* **DATA SECTION**:
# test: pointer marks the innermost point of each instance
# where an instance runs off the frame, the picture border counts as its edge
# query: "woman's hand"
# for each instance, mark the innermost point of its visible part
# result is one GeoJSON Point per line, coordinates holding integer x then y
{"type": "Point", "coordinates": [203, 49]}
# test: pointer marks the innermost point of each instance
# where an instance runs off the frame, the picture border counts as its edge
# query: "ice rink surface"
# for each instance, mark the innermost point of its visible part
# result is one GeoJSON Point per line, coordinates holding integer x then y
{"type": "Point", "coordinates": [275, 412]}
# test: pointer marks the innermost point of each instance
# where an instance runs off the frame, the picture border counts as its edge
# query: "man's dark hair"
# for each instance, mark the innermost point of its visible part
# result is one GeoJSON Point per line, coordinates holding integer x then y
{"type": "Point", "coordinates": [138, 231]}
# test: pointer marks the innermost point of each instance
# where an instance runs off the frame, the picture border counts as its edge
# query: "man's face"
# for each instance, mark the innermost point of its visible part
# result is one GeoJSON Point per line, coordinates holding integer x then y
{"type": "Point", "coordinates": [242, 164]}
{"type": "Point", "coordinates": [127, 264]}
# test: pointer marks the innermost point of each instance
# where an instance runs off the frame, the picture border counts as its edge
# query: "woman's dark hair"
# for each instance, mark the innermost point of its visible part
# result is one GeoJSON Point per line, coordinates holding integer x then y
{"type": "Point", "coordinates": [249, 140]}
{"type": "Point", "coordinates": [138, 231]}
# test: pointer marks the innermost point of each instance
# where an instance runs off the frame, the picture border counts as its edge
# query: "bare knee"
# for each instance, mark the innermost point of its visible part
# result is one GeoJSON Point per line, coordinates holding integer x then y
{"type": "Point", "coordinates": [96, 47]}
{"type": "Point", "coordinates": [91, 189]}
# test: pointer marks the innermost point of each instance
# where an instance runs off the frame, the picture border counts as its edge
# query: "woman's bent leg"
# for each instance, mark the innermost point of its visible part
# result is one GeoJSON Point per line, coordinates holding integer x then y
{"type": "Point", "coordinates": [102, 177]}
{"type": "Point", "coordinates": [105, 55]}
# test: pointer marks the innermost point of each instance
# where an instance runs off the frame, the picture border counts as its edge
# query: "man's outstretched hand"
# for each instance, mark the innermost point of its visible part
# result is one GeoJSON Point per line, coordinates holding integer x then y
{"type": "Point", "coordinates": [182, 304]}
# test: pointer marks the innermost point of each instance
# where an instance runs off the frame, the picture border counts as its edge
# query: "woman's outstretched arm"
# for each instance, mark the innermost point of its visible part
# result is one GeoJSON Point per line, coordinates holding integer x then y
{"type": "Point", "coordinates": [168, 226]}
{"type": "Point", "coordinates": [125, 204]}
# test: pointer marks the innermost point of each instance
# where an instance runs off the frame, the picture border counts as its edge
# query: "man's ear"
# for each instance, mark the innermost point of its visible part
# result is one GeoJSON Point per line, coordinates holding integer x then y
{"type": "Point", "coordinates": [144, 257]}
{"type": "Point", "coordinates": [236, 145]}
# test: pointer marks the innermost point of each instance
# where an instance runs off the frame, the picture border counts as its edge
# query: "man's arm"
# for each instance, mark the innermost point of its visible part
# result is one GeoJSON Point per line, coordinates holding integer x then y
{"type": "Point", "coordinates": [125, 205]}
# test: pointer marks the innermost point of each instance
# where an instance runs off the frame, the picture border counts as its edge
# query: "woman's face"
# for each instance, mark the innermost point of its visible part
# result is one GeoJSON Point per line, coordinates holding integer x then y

* **GIVEN REQUEST**: Reproduce the listing above word for word.

* **REPLY TO THE TASK**:
# test: pointer marks the innermost point of each instance
# where an instance runs off the frame, the picture border counts as its edge
# query: "woman's hand"
# for each instance, mark the innermost point of its visible part
# result is one GeoJSON Point per line, coordinates holding integer x then y
{"type": "Point", "coordinates": [203, 49]}
# test: pointer marks the innermost point of each instance
# where an instance runs off the frame, the picture border counts as its edge
# query: "ice rink surface"
# for each instance, mark the innermost point of its visible part
# result is one GeoJSON Point per line, coordinates holding integer x then y
{"type": "Point", "coordinates": [275, 412]}
# test: pointer marks the innermost point of each instance
# where an instance runs off the frame, the picture border counts as its edge
# query: "man's dark hair"
# for each instance, mark the innermost point of its visible part
# result is one GeoJSON Point per line, coordinates holding integer x then y
{"type": "Point", "coordinates": [138, 231]}
# test: pointer marks the innermost point of each instance
# where an instance runs off the frame, the picture border counts as its edge
# query: "man's face"
# for each instance, mark the innermost point of its visible part
# result is one GeoJSON Point per line, coordinates holding integer x then y
{"type": "Point", "coordinates": [242, 164]}
{"type": "Point", "coordinates": [127, 264]}
# test: pointer marks the innermost point of each instance
# where an instance runs off the frame, the picture border counts as its edge
# query: "woman's dark hair"
# for each instance, mark the innermost point of its visible part
# result is one GeoJSON Point per line, coordinates holding integer x then y
{"type": "Point", "coordinates": [249, 140]}
{"type": "Point", "coordinates": [138, 231]}
# test: pointer marks the innermost point of each instance
# where an instance runs off the frame, the picture border counts as its edge
# query: "bare knee"
# for each instance, mark the innermost point of its visible part
# result is one GeoJSON Point per line, coordinates holding integer x then y
{"type": "Point", "coordinates": [96, 47]}
{"type": "Point", "coordinates": [91, 189]}
# test: pointer marks the innermost point of each instance
# where an instance runs off the frame, the picture border counts as its edge
# query: "woman's bent leg"
# for each instance, mark the innermost point of its visible part
# result is one GeoJSON Point per line, coordinates holding integer x then y
{"type": "Point", "coordinates": [102, 177]}
{"type": "Point", "coordinates": [105, 55]}
# test: pointer marks the innermost point of each instance
# where an instance runs off the frame, the picture border counts as its edge
# query: "man's outstretched hand"
# for each instance, mark the innermost point of its visible part
# result is one GeoJSON Point per line, coordinates holding integer x then y
{"type": "Point", "coordinates": [182, 304]}
# test: pointer marks the innermost point of each instance
# where an instance runs off the frame, the picture border counts as its edge
# query: "woman's outstretched arm"
# for each instance, mark the innermost point of its visible part
# result is one GeoJSON Point per line, coordinates holding integer x then y
{"type": "Point", "coordinates": [168, 226]}
{"type": "Point", "coordinates": [125, 204]}
# test: pointer marks the innermost point of each instance
# where an instance runs off the frame, the picture border counts as its edge
# query: "man's ear"
# for each instance, mark the innermost point of its visible part
# result is one GeoJSON Point per line, coordinates holding integer x then y
{"type": "Point", "coordinates": [144, 257]}
{"type": "Point", "coordinates": [236, 145]}
# test: pointer marks the innermost point of each instance
# where an instance runs off the frame, the picture border counts as its edge
# query: "man's arm"
# for each instance, mark the innermost point of its visible part
# result is one GeoJSON Point per line, coordinates holding integer x then y
{"type": "Point", "coordinates": [125, 205]}
# test: pointer marks the innermost point of each instance
# where an instance runs off the frame, the picture border counts as its edge
# query: "woman's face"
# for each instance, mark the innermost point of its visible part
# result is one GeoJSON Point per line, coordinates holding integer x then y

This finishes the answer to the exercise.